## Jobs:
1. In the HLSL working group minutes, translate this sentence into Spanish: "Propose a discussion topic by making an edit suggestion on the GitHub PR."
2. Carry on the HLSL working group minutes past their last sentence.

2025-07-31 - HLSL Working Group Minutes
Propose a discussion topic by making an edit suggestion on the GitHub PR.
- Discussion topics
- Supporting -O0 in Clang
Generated by AI. Be sure to check for accuracy. Meeting notes:
Struct Decomposition and Scalarization Challenges:
Discussed the technical challenges of struct decomposition in the presence of dynamic array indices, focusing on the SROA pass, language differences between C and HLSL, and the implications for DXIL code generation.
* SROA Pass Limitations: the SROA pass in LLVM refuses to decompose structs containing arrays when the array index is not known at compile time, due to the risk of out-of-bounds accesses that could legally reference other struct fields in C, making decomposition unsafe.
* Language Semantics Differences: in C, negative or out-of-bounds array indexing within structs is defined behavior, preventing decomposition,, whereas in HLSL, such accesses are undefined behavior or even ill-formed, allowing for more aggressive decomposition in compilers like DXC.
* Proposed Solutions for Decomposition: modifying the SROA pass to allow decomposition when array accesses are marked as inbounds, and HLSL could always generate inbounds accesses in HLSL codegen, relying on the language's undefined behavior for out-of-bounds accesses.

## Information given:
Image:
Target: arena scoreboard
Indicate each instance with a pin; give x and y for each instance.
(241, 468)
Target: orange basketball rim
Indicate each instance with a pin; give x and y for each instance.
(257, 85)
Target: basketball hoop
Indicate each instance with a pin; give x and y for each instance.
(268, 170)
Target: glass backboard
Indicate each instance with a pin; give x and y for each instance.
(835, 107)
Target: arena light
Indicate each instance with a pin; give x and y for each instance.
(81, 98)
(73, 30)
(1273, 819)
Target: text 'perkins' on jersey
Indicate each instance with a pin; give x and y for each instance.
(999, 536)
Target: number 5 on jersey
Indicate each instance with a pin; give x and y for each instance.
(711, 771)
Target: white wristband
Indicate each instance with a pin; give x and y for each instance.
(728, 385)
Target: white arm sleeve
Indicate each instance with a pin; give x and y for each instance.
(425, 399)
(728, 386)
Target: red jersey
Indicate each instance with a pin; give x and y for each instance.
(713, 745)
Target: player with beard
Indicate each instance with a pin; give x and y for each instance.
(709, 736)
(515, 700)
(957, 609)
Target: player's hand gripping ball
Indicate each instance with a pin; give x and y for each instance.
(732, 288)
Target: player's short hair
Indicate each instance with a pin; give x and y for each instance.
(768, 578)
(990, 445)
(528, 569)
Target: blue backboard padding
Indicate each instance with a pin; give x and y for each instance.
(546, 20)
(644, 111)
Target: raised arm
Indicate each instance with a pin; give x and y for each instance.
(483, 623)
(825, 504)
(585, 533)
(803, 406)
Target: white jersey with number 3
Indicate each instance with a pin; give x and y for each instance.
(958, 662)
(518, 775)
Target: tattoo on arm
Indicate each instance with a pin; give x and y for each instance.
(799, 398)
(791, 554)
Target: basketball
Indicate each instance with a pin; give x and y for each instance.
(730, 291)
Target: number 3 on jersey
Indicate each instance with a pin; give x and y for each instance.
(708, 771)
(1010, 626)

## Answers by task:
1. Proponga un tema de discusión haciendo una sugerencia de edición en el PR de GitHub.

2.
Optimization Levels and Legalization Requirements:
Discussed the necessity of running certain optimizations at O0 (no optimization) to generate valid DXIL or SPIRV, the distinction between legalization and optimization, and the implications for debug information and user expectations. * O0 and Valid Code Generation: generating valid DXIL or SPIRV often requires running optimization passes even at O0, as some code patterns (e.g., resource handle propagation, loop unrolling) cannot be lowered correctly without them, and DXC often runs a full optimization pass pipeline at O0 for this reason. * Legalization Versus Optimization: passes required to produce valid output (such as SROA, inlining, and loop unrolling for certain constructs) should be considered legalization rather than optimization, and that O0 should still run these passes to ensure correctness. * Debug Information Considerations: required passes like SROA and loop unrolling can degrade the debugging experience, however they are necessary for correct code generation, and that a balance must be struck for good debuggability. * Military and Special Use Cases for O0: some users, such as military or machine learning workloads, may require strict O0 (no optimizations), but consensus emerged that supporting this may not be practical if it leads to invalid output, and that users with such requirements may need to implement their own solutions.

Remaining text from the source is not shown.